(Source entries)
▬▬▬▬▬▬

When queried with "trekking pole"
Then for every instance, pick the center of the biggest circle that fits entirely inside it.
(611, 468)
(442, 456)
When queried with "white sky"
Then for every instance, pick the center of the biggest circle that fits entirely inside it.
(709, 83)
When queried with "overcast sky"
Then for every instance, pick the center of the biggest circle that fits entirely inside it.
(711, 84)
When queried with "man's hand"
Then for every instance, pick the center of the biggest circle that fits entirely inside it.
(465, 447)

▬▬▬▬▬▬

→ What you should do
Lay out the entries as a JSON list of strings, with one string for each line and any blank lines omitted.

→ The response
[
  "When queried with \"trekking pole\"",
  "Then for every instance, pick the center of the biggest circle that fits entirely inside it.",
  "(611, 468)",
  "(442, 456)",
  "When queried with \"white sky\"",
  "Then for every instance, pick the center of the biggest circle that fits entirely inside it.",
  "(709, 83)",
  "When queried with \"overcast sky\"",
  "Then for every instance, pick the center of the biggest circle that fits entirely inside it.",
  "(711, 84)",
  "When queried with \"man's hand\"",
  "Then for every instance, pick the center of the biggest circle that fits entirely inside it.",
  "(465, 447)"
]